-- INSTRUCTION --
Exactly reproduce the lines from the line containing "lawn in the photo above." to the end of the data below, inclusive, and nothing else.

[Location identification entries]
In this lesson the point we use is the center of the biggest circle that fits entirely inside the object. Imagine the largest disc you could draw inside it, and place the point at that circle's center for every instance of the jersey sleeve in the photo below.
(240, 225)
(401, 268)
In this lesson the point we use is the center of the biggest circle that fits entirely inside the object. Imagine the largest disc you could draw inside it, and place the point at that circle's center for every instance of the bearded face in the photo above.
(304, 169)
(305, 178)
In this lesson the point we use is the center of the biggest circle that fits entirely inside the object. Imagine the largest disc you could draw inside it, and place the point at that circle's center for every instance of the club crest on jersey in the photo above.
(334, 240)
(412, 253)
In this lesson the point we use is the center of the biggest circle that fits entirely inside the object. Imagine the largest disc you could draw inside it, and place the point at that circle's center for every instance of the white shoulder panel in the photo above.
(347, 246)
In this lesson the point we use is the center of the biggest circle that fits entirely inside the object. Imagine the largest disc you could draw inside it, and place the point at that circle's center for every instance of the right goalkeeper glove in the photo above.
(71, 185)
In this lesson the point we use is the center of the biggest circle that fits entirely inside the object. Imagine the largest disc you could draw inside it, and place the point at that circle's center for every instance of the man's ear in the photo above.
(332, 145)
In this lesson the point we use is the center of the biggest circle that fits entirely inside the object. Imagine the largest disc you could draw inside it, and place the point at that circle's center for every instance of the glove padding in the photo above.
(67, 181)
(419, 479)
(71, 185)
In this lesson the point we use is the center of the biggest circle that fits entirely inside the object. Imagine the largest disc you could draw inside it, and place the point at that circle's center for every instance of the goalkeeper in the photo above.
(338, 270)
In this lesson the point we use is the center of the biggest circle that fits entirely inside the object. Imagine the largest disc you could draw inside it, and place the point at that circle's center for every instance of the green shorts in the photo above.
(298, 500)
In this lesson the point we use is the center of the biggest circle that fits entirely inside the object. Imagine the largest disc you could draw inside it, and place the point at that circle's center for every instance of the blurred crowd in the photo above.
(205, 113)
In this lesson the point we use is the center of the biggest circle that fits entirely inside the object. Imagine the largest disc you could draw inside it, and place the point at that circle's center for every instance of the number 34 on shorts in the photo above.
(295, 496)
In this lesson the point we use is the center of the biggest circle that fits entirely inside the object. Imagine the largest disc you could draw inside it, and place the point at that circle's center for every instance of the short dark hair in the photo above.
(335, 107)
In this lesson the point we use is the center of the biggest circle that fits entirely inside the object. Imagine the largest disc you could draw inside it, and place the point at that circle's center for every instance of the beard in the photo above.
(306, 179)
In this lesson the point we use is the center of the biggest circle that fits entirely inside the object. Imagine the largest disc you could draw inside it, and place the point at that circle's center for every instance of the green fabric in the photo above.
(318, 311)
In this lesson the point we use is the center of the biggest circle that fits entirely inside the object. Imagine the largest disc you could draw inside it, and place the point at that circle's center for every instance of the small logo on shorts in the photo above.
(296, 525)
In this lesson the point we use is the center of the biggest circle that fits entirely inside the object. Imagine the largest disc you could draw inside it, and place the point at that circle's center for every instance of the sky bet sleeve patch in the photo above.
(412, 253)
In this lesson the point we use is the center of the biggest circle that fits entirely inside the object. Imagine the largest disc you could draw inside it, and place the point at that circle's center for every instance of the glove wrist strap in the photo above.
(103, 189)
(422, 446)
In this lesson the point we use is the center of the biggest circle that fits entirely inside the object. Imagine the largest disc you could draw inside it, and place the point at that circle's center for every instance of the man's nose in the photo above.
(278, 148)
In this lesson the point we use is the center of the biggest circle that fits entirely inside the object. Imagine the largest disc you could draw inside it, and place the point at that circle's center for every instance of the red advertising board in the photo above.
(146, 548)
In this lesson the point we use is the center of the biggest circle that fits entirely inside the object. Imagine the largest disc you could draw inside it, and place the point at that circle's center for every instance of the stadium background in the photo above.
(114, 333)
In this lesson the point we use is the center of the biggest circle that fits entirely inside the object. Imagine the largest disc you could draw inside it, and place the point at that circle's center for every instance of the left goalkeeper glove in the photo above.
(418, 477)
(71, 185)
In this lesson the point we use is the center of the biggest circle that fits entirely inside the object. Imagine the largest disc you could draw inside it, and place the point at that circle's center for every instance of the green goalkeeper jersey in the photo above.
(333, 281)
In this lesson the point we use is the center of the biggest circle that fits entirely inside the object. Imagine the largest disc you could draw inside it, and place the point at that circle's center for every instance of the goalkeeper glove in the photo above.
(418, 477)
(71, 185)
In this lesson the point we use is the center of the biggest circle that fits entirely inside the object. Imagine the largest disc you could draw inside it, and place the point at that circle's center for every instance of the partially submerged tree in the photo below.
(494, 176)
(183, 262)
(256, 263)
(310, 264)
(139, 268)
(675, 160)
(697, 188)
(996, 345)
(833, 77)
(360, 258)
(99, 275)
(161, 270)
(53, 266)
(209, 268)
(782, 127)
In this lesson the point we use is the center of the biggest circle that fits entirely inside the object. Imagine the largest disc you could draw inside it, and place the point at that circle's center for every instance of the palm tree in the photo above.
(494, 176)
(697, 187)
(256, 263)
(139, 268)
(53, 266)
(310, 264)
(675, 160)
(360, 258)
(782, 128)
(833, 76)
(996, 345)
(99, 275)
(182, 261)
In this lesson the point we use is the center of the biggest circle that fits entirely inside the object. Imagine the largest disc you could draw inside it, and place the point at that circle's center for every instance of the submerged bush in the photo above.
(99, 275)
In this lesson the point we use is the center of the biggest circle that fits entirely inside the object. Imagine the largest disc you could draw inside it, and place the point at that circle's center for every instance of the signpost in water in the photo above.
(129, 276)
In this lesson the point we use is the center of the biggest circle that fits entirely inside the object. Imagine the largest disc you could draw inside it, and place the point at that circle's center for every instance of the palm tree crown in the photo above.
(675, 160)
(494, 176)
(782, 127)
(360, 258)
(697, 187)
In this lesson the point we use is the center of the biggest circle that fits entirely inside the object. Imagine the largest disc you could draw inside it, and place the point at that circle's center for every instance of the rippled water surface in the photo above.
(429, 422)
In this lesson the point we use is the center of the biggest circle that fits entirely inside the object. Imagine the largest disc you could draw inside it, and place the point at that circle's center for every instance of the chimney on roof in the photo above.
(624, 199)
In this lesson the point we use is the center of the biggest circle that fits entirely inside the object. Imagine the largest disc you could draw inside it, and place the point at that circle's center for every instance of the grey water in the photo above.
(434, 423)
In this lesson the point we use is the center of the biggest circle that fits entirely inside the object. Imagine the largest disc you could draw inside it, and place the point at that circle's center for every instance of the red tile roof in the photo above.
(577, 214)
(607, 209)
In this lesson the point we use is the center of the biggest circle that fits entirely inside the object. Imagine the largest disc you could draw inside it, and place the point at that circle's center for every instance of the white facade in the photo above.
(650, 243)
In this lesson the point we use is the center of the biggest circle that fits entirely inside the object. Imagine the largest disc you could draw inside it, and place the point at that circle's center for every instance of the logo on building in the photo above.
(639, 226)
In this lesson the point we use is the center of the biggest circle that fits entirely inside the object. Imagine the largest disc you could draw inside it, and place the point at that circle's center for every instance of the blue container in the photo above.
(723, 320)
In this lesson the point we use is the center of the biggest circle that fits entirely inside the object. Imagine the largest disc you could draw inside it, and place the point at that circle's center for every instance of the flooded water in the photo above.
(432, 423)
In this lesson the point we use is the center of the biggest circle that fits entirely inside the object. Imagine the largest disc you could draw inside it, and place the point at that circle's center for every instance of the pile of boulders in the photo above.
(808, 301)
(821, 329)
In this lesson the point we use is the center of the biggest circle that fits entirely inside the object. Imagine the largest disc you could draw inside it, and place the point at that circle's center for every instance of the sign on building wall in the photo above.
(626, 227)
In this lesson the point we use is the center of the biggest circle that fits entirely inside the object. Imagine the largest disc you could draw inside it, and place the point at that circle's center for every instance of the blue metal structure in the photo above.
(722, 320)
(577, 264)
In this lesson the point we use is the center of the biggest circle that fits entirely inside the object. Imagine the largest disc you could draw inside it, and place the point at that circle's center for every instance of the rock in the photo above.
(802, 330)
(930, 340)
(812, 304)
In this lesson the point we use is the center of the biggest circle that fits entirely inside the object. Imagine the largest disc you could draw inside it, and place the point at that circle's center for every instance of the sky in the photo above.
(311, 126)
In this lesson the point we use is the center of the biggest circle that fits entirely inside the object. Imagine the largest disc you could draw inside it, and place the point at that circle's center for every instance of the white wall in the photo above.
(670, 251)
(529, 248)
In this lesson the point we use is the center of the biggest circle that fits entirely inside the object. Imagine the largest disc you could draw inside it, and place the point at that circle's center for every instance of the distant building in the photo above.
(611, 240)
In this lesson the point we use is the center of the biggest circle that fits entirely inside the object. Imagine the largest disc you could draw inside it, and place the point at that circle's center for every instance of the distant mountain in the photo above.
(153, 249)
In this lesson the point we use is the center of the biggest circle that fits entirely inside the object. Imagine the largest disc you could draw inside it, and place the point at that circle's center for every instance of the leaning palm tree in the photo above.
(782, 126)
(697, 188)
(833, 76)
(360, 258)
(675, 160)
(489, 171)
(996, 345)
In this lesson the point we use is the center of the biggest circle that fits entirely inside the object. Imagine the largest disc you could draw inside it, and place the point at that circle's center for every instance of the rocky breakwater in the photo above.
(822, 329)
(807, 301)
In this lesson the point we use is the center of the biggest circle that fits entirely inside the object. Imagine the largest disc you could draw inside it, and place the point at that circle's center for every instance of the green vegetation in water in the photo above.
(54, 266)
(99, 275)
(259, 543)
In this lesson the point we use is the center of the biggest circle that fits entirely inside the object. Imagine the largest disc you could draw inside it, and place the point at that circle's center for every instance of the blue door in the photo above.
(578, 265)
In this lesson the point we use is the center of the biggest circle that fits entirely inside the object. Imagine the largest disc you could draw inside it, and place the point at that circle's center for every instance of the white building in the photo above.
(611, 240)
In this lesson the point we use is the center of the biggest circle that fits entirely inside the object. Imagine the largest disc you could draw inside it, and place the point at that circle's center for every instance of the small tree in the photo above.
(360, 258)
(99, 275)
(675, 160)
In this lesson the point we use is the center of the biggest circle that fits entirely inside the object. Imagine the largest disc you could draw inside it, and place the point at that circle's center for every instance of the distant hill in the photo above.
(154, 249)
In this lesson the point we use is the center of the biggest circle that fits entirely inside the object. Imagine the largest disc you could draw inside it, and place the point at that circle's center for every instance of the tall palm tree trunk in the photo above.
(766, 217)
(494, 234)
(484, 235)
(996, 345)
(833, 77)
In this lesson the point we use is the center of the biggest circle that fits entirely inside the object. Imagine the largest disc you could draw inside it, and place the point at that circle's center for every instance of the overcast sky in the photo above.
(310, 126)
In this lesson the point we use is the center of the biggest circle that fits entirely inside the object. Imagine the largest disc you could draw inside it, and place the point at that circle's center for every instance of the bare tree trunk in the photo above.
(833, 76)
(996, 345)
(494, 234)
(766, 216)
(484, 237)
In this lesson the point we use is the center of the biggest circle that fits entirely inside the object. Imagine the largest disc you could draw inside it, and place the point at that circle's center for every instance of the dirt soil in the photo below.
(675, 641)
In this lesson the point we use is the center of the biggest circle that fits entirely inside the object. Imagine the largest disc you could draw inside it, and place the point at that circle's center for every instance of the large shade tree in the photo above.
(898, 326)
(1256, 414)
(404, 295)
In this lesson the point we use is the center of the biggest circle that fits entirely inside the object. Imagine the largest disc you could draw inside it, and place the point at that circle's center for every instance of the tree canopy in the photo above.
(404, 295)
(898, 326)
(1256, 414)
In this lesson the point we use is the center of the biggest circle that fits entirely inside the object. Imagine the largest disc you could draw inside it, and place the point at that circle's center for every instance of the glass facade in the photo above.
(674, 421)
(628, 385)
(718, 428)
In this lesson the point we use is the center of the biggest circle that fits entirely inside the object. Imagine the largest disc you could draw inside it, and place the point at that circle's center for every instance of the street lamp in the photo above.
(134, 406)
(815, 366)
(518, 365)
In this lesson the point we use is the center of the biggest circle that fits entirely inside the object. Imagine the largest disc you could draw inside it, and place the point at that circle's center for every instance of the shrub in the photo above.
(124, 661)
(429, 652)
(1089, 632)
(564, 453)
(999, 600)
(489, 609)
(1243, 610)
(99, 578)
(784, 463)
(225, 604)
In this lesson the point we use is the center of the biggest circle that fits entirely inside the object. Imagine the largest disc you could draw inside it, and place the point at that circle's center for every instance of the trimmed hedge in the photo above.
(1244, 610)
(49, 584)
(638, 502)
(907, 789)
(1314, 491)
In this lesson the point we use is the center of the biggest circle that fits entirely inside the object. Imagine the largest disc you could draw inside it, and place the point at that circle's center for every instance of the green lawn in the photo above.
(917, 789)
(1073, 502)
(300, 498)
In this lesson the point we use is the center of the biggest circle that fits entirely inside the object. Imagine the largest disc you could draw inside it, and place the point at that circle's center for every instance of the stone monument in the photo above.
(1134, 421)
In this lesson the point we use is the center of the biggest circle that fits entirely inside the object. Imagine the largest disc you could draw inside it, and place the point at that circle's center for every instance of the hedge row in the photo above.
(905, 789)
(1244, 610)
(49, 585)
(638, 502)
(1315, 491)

-- EXERCISE RESPONSE --
In this lesson the point we use is the center of the biggest circle that fits entirely inside the object. Imagine the largest disc you could draw inside it, and place the point at that circle's center for every instance of the green lawn in the photo above.
(917, 789)
(1073, 502)
(300, 498)
In this lesson the point we use is the center of the biggest circle that fits entirely inside the object. Imagine the largest disc you could draw inside it, and place the point at that circle's center for every instance of the stone monument in the photo above.
(1134, 421)
In this lesson the point we use is the center of the biggest circle that fits entirely inside the object. Imagine the largest disc you could draw inside it, and place the point at that circle's center for every instance of the hedge row in the photo above.
(905, 789)
(1244, 610)
(49, 585)
(638, 502)
(1315, 491)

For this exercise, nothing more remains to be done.